CONSIGNE A.
Dans les enregistrements ci-dessous, présente en tableau Markdown les lignes allant de celle qui contient "Indicate a point on each instance of the window shown" jusqu'à celle qui contient "[(68, 139)]", incluse, sans les lignes vides. Nomme les colonnes « n° » pour le numéro de rang et « Ligne » pour le texte.

EXTRAIT CHOISI.
───
26 mai 2023, 19:00

FOO FIGHTERS

On a écouté l'album "But Here We Are"


FOO FIGHTERS... Et nous-y voilà.

Vous le savez peut-être, mais à l’instar des journalistes de cinéma qui sont conviés à des projections professionnelles plusieurs semaines avant la sortie d’un film, nous autres, journalistes rock, nous bénéficions aussi de quelques avant-premières. Il n’y a pas si longtemps nous recevions quasi systématiquement toutes les nouveautés en CD – mais, piratage oblige, depuis quelques années, beaucoup de labels indés inondent nos boîtes email de fichiers mp3 tracés et de liens sécurisés permettant des lectures streaming encadrées. Puis, pour des sorties très attendues et sensibles, les maisons de disques ciblent, grâce à d’autres portails ultra confidentiels, les journalistes qui sont personnellement identifiés pour écrire un article à leurs sujets. Enfin, lorsque toutes ces méthodes s’avèrent encore trop peu fiables en terme de "sécurité" dans un monde ultra parano quant à la divulgation d’informations avant l’échéance publique, nous sommes alors conviés à une écoute privée, unique et sous surveillance, dans un bunker de la maison mère locale – comme ici chez Sony Music. 

Et nous y voilà : c’est ce que nous avons vécu, il y a quelques jours, pour découvrir le nouvel album de FOO FIGHTERS, « But Here We Are », 11e production studio en 28 ans de carrière – et surtout le tout premier après le décès de l’autre membre le plus populaire du groupe, le talentueux batteur Taylor Hawkins, décédé à l’âge de 50 ans le 25 mars 2022.
───
ENREGISTREMENTS FOURNIS.

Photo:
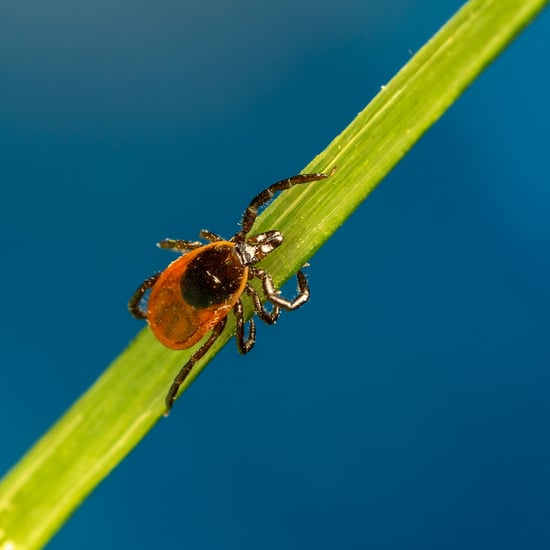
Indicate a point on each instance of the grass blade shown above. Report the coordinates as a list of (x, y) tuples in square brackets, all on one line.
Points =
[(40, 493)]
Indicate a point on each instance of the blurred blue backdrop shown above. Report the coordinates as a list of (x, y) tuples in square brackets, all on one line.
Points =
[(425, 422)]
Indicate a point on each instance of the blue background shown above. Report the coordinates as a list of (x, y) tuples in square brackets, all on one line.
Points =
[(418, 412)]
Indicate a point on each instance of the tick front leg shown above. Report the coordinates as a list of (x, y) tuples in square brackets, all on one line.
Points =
───
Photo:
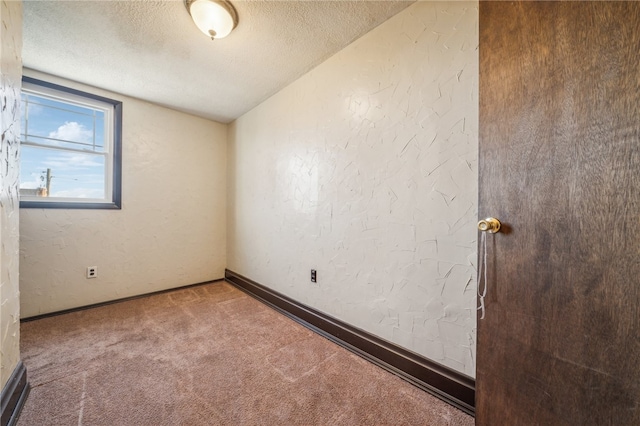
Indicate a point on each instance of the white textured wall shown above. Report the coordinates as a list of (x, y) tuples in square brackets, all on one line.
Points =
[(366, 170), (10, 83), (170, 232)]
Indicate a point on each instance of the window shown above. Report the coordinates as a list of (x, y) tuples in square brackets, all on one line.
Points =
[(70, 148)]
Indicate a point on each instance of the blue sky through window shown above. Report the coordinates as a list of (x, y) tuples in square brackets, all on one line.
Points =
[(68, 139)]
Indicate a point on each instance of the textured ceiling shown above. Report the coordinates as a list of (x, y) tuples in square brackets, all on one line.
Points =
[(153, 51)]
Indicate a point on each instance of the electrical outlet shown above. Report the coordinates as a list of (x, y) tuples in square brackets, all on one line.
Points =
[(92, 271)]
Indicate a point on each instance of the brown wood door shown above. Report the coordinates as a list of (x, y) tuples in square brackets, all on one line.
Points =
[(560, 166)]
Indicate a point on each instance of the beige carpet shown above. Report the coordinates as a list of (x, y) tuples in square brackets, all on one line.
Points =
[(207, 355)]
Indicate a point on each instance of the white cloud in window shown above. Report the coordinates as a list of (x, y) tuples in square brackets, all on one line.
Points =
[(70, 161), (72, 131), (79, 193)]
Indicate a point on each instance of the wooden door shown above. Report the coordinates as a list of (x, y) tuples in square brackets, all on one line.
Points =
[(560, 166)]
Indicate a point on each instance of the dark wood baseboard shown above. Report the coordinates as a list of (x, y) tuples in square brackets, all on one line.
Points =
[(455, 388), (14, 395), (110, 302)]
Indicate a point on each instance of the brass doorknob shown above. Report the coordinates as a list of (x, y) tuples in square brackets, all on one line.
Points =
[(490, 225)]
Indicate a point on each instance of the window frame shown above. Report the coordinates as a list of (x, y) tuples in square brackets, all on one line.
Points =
───
CONSIGNE B.
Recopie à l'identique, s'il te plaît, le passage de l'article sur Foo Fighters qui va de "Et nous y voilà" jusqu'à "25 mars 2022." inclus.

RÉPONSE COMPLÈTE A.
| n° | Ligne |
|---|---|
| 1 | Indicate a point on each instance of the window shown above. Report the coordinates as a list of (x, y) tuples in square brackets, all on one line. |
| 2 | Points = |
| 3 | [(70, 148)] |
| 4 | Indicate a point on each instance of the blue sky through window shown above. Report the coordinates as a list of (x, y) tuples in square brackets, all on one line. |
| 5 | Points = |
| 6 | [(68, 139)] |

RÉPONSE COMPLÈTE B.
Et nous y voilà : c’est ce que nous avons vécu, il y a quelques jours, pour découvrir le nouvel album de FOO FIGHTERS, « But Here We Are », 11e production studio en 28 ans de carrière – et surtout le tout premier après le décès de l’autre membre le plus populaire du groupe, le talentueux batteur Taylor Hawkins, décédé à l’âge de 50 ans le 25 mars 2022.